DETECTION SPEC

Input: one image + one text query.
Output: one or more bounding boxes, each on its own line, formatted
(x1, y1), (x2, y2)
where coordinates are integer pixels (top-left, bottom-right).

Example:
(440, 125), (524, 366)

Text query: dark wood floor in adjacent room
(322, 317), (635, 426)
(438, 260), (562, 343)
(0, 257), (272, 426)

=-=-=

Task to complete:
Could you render the lines above as a Markdown table with the columns Number and Line, numbering each row and leaving out the blank lines?

Expected answer:
| Number | Line |
|---|---|
| 1 | DETECTION SPEC |
| 2 | Input: one image + one text query. |
| 3 | Output: one or more bounding boxes, each on its own line, formatted |
| 4 | (x1, y1), (x2, y2) |
| 5 | where coordinates are integer pixels (top-left, bottom-right). |
| 6 | Example: |
| 7 | (440, 125), (524, 366) |
| 8 | Text query: dark wood floor in adjacent room |
| 9 | (322, 317), (635, 426) |
| 10 | (438, 260), (562, 343) |
| 11 | (0, 257), (272, 426) |